Data listing
────────────────────────────────────────
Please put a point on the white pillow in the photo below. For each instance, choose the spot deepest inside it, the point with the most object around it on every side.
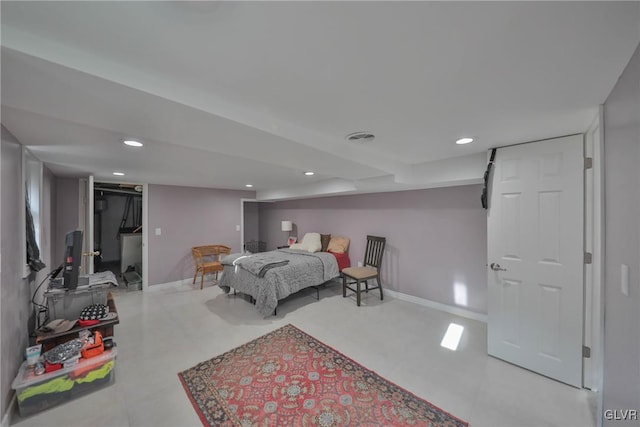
(311, 242)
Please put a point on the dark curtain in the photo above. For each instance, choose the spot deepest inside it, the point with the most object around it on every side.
(33, 252)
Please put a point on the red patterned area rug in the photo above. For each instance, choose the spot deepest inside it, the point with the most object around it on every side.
(288, 378)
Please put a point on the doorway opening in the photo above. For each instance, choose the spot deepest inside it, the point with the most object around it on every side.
(118, 224)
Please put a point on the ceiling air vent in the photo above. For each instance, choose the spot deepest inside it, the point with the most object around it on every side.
(360, 137)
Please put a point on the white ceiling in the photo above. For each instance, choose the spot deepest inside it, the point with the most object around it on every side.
(229, 93)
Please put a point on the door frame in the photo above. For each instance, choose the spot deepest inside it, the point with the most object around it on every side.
(83, 220)
(593, 367)
(242, 220)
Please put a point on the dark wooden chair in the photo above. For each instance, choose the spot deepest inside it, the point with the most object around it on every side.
(207, 260)
(370, 269)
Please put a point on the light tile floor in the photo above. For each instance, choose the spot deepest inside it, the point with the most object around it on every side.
(170, 328)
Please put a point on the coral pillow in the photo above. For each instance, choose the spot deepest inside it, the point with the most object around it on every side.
(311, 242)
(338, 244)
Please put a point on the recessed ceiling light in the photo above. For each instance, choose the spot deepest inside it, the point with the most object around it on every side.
(463, 141)
(360, 137)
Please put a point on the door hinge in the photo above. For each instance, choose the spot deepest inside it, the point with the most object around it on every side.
(588, 258)
(588, 162)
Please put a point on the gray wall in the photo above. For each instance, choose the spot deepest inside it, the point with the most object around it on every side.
(435, 238)
(622, 240)
(188, 217)
(15, 292)
(66, 213)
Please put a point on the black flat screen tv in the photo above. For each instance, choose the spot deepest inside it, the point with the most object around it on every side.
(72, 259)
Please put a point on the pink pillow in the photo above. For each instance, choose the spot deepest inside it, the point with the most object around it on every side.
(338, 244)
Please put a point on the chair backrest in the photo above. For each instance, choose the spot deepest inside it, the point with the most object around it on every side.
(197, 255)
(374, 251)
(200, 252)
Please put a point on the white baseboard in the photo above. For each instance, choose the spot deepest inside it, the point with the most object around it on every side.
(6, 419)
(174, 284)
(458, 311)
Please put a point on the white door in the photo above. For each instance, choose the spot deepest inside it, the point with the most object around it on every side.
(535, 257)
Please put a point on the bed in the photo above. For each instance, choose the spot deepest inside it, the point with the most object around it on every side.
(272, 276)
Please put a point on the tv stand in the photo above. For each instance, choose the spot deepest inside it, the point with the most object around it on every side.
(50, 340)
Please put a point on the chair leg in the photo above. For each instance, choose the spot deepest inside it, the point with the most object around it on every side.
(344, 286)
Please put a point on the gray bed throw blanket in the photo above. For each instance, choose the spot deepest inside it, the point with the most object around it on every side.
(301, 270)
(262, 262)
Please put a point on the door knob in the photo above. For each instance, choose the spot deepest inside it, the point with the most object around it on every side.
(496, 267)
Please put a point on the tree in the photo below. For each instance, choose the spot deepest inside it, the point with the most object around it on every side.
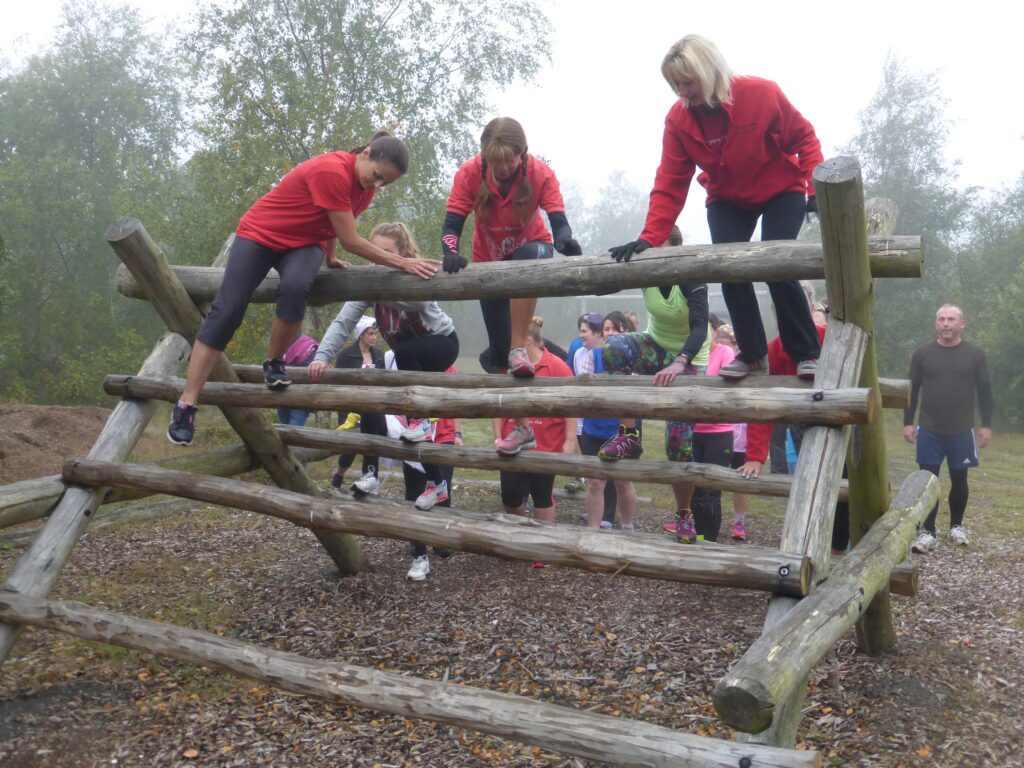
(88, 133)
(901, 147)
────────────────────────────────────────
### What is being asked
Edit all the lines above so that every "put a point on" becomes "place a dot on", keeping everything else the same, and leave the pictures out of your answer.

### Right answer
Please place a dot on the white pillow in the photo below. For each instance, choose the spot deepest inside it, the point with the most object around it on every side.
(311, 242)
Please place a dot on the dark curtain in the photo above. For each instance, choose the spot deepest inside it, the point with the most object around it on every side.
(33, 252)
Please place a dot on the red patterned area rug in the photo above. For each instance, choose the spot deepest inside it, the point with the most object around it on every side.
(288, 378)
Please place a dot on the doorway opening in the photo above. For each instance, choose the spot deepest inside it, the point with the most object around it on every side.
(118, 224)
Please place a dot on the ceiling air vent in the photo above. For each instance, choose the spot deepest inside it, the point with the most object around it on every side.
(360, 137)
Please place a dot on the white ceiling in the photo above. For each instance, choose the spot deepest inside it, the point with the most object around it on every side.
(229, 93)
Please place a dot on the door frame in the photo above. For each instance, choose the spot deepest inside it, the point with the most object around it on every side.
(83, 220)
(593, 367)
(242, 220)
Please place a dot on the dark wooden chair in the photo above. For each instance, choose the spot deepest inside it, the point with the most object around it on every side.
(207, 260)
(370, 269)
Please place a dot on the light tile floor in the photo above. For each instance, choose the spot deepest inside it, the point with the most object around it on every side.
(170, 328)
Please place a dot on the coral pillow in the photo above. For each instance, choose the spot deepest inside it, the point with the most object around it on every side.
(311, 242)
(338, 244)
Please place a dot on the recessed ceiling light in the photo above. For each instance, choose the spot deepest inside it, the point with the most object around it on every side.
(463, 141)
(360, 137)
Please place a dot on the door hinge in the photo above. For each instance, choose the spot deepest inside it, the point with the most object around it on every side.
(588, 258)
(588, 162)
Please place a dot on the gray wall in the photo above. For each instance, choose the spot deepest inside it, the point with the most object around it on every side.
(435, 238)
(622, 240)
(188, 217)
(15, 292)
(66, 213)
Please place a dot on the black flat screen tv in the photo above. For each instance, choose the spot deepest inside it, the point with the most object around it on every side.
(72, 259)
Please place a dot on the pink pillow in the photo above. For each instance, choose the spot deepest inside it, the point with the most object around it on every side.
(338, 244)
Please place a dot on the chair backrest in the photo above. For each instance, choose the spot deepest inside it, the point with the most object around it on every side.
(197, 255)
(374, 251)
(200, 252)
Please place a dot on the white baseboard in the photo above. For each instance, choose the spot deepest inside it, the point with the most object around it on every side.
(6, 419)
(174, 284)
(458, 311)
Please place a dot on the white door in the photo above. For each instance, choose the spot deepest inside it, the point with the most object around it on every side.
(535, 257)
Please place a dot on the bed in the photo above. For each instance, choose the spot deepest inside it, the point with the most object around it on every side.
(272, 276)
Please place a dot on the tv stand in the photo above. For each instance, choose the spot deepest inside it, the point with the most object around it on every side.
(50, 340)
Please place a dot on the chair leg in the photo above. For each instance, choose the spot deepest inside it, the point with the most object around it on every side.
(344, 286)
Please place a dot on the gray bed throw blanket in the photo above. For each instance, choose the spot deepest inside it, the point with the most object around it on every side.
(301, 270)
(262, 262)
Please place a dot on the door knob in the photo above. For each instance, choose the spot deepest inside it, the point with the most object around it on every side.
(496, 267)
Please place a dot on the tree in the photo below. For each instance, choose the spot deepest inside it, the point with the most object around it on every side.
(88, 133)
(901, 147)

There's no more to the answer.